-- Objective --
Format the items below as a Markdown table with the columns Row and Text. Each nonblank line gets its own row with a running number, and blank lines are omitted.

-- Data supplied --

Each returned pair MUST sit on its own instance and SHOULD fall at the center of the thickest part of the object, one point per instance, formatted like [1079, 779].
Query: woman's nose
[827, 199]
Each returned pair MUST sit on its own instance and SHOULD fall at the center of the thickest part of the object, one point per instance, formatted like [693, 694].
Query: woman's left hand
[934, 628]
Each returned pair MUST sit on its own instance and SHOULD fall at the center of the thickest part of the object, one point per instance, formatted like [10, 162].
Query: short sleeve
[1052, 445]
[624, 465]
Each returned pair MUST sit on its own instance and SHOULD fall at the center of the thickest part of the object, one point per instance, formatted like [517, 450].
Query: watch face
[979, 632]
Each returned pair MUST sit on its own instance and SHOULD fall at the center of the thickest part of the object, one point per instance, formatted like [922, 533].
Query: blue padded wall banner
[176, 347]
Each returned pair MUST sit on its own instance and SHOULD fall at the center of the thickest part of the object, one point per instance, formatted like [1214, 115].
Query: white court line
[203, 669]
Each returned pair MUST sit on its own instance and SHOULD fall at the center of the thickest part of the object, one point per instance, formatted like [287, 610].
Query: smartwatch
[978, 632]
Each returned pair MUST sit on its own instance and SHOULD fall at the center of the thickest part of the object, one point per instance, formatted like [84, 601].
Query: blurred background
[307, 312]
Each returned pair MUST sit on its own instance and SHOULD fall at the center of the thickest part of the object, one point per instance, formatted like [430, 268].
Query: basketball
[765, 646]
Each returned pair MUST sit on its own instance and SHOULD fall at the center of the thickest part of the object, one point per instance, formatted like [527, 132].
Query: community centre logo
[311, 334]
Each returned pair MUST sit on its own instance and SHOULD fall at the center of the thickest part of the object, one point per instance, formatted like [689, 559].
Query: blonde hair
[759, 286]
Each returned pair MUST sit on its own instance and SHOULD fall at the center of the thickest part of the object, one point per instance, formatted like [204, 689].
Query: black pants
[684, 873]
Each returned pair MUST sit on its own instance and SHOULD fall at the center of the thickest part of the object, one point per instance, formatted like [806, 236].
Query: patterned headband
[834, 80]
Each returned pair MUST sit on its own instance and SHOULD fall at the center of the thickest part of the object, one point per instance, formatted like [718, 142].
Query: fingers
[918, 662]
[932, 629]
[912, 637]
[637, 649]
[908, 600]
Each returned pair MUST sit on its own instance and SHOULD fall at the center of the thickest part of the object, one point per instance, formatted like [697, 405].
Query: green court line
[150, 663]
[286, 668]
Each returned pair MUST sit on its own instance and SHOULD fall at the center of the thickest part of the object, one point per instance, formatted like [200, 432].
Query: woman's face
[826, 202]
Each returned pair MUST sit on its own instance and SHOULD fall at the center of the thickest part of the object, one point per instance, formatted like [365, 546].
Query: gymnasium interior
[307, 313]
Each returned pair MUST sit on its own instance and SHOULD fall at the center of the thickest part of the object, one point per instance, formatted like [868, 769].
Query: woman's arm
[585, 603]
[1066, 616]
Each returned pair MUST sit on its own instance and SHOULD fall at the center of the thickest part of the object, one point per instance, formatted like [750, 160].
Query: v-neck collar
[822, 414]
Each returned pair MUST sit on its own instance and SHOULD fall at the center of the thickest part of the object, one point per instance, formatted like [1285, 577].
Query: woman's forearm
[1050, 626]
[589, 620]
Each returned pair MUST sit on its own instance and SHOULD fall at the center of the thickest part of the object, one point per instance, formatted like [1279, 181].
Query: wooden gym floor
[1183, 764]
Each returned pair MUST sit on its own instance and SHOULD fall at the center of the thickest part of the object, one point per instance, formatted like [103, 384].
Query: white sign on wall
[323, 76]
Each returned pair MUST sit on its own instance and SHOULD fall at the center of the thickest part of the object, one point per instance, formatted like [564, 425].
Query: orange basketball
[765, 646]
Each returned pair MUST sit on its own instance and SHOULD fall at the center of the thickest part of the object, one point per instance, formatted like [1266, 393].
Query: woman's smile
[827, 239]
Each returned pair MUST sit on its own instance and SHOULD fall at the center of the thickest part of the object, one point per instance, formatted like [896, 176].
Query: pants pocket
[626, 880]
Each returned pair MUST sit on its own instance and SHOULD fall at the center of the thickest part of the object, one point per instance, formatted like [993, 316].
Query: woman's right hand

-- Task output --
| Row | Text |
|---|---|
| 1 | Each returned pair MUST sit on its own instance and SHOULD fall at the center of the thickest part of the object, one point per instance, formatted like [1079, 779]. |
| 2 | Query: woman's nose |
| 3 | [827, 199] |
| 4 | Each returned pair MUST sit on its own instance and SHOULD fall at the center of the thickest part of the object, one point per instance, formatted like [693, 694]. |
| 5 | Query: woman's left hand |
| 6 | [934, 628] |
| 7 | Each returned pair MUST sit on its own instance and SHOULD fall at the center of the thickest part of the object, one point per instance, formatted like [10, 162]. |
| 8 | Query: short sleeve |
| 9 | [1052, 445] |
| 10 | [624, 465] |
| 11 | Each returned pair MUST sit on its own instance and SHOULD fall at the center of the thickest part of the object, one point per instance, formatted like [517, 450]. |
| 12 | Query: watch face |
| 13 | [979, 632] |
| 14 | Each returned pair MUST sit on its own instance and SHOULD fall at the center of the thickest part of the object, one point per instance, formatted like [922, 533]. |
| 15 | Query: blue padded wall banner |
| 16 | [176, 347] |
| 17 | Each returned pair MUST sit on its own instance and SHOULD fall at the center of the thickest part of the object, one point per instance, formatted like [1214, 115]. |
| 18 | Query: white court line |
| 19 | [203, 669] |
| 20 | Each returned pair MUST sit on its own instance and SHOULD fall at the center of the thickest part of the object, one point per instance, formatted like [287, 610]. |
| 21 | Query: smartwatch |
| 22 | [978, 632] |
| 23 | Each returned pair MUST sit on its own instance and SHOULD fall at the center of the thickest part of the object, one point per instance, formatted like [84, 601]. |
| 24 | Query: blurred background |
| 25 | [307, 312] |
| 26 | Each returned pair MUST sit on its own instance and SHOULD fall at the center of the thickest part of the object, one point per instance, formatted like [430, 268]. |
| 27 | Query: basketball |
| 28 | [765, 646] |
| 29 | Each returned pair MUST sit on its own instance and SHOULD fall at the center of the thickest part of the object, one point per instance, formatted like [527, 132]. |
| 30 | Query: community centre logo |
| 31 | [311, 334] |
| 32 | Each returned pair MUST sit on its own instance and SHOULD fall at the center of the thickest part of the object, one point per instance, formatted like [689, 559]. |
| 33 | Query: blonde hair |
| 34 | [759, 286] |
| 35 | Each returned pair MUST sit on its own instance and SHOULD fall at the center of the thickest part of the object, one point per instance, formatted like [204, 689]. |
| 36 | Query: black pants |
| 37 | [684, 873] |
| 38 | Each returned pair MUST sit on its own instance and SHOULD fall at the center of the thickest part of the object, one point per instance, formatted like [806, 236]. |
| 39 | Query: patterned headband |
| 40 | [834, 80] |
| 41 | Each returned pair MUST sit on its own instance and SHOULD fall at the center of the thickest part of the object, one point per instance, formatted like [718, 142]. |
| 42 | Query: fingers |
| 43 | [918, 662] |
| 44 | [932, 629] |
| 45 | [912, 637] |
| 46 | [637, 649] |
| 47 | [908, 600] |
| 48 | Each returned pair MUST sit on its own instance and SHOULD fall at the center of the thickest part of the object, one point per instance, formatted like [697, 405]. |
| 49 | Query: green court line |
| 50 | [150, 663] |
| 51 | [286, 668] |
| 52 | Each returned pair MUST sit on its own instance and SHOULD fall at the center of the thickest part of the object, one point per instance, formatted like [200, 432]. |
| 53 | Query: woman's face |
| 54 | [826, 202] |
| 55 | Each returned pair MUST sit on its own instance and SHOULD fall at the center of the thickest part of the object, one point per instance, formatted like [365, 546]. |
| 56 | Query: gymnasium interior |
| 57 | [307, 313] |
| 58 | Each returned pair MUST sit on its own instance and SHOULD fall at the center of the thickest part of the object, one point per instance, formatted like [868, 769]. |
| 59 | Query: woman's arm |
| 60 | [585, 603] |
| 61 | [1066, 616] |
| 62 | Each returned pair MUST sit on its own instance and SHOULD fall at the center of the thickest part of the object, one point per instance, formatted like [750, 160]. |
| 63 | Query: v-neck collar |
| 64 | [822, 414] |
| 65 | Each returned pair MUST sit on its own instance and SHOULD fall at the center of the thickest part of the object, one point per instance, formatted like [1285, 577]. |
| 66 | Query: woman's forearm |
| 67 | [1050, 626] |
| 68 | [589, 620] |
| 69 | Each returned pair MUST sit on its own instance and SHOULD fall at the center of the thickest part of the object, one point per instance, formatted like [1279, 181]. |
| 70 | Query: wooden gym floor |
| 71 | [1183, 764] |
| 72 | Each returned pair MUST sit on its own instance and SHOULD fall at the center of the thickest part of the object, one point per instance, formatted like [103, 384]. |
| 73 | Query: white sign on wall |
| 74 | [323, 76] |
| 75 | Each returned pair MUST sit on its own instance and SHOULD fall at the center of the thickest part of the object, one point per instance, formatted like [564, 425]. |
| 76 | Query: orange basketball |
| 77 | [765, 646] |
| 78 | Each returned pair MUST sit on its own instance and SHOULD fall at the center of the thickest part of the object, one point per instance, formatted like [1266, 393]. |
| 79 | Query: woman's smile |
| 80 | [827, 239] |
| 81 | Each returned pair MUST sit on its own instance and SHOULD fall at the center of the thickest part of the object, one point per instance, formatted like [896, 176]. |
| 82 | Query: pants pocket |
| 83 | [626, 880] |
| 84 | Each returned pair MUST sit on its own instance and SHOULD fall at the center of the thickest part of the object, one point per instance, formatted like [993, 316]. |
| 85 | Query: woman's right hand |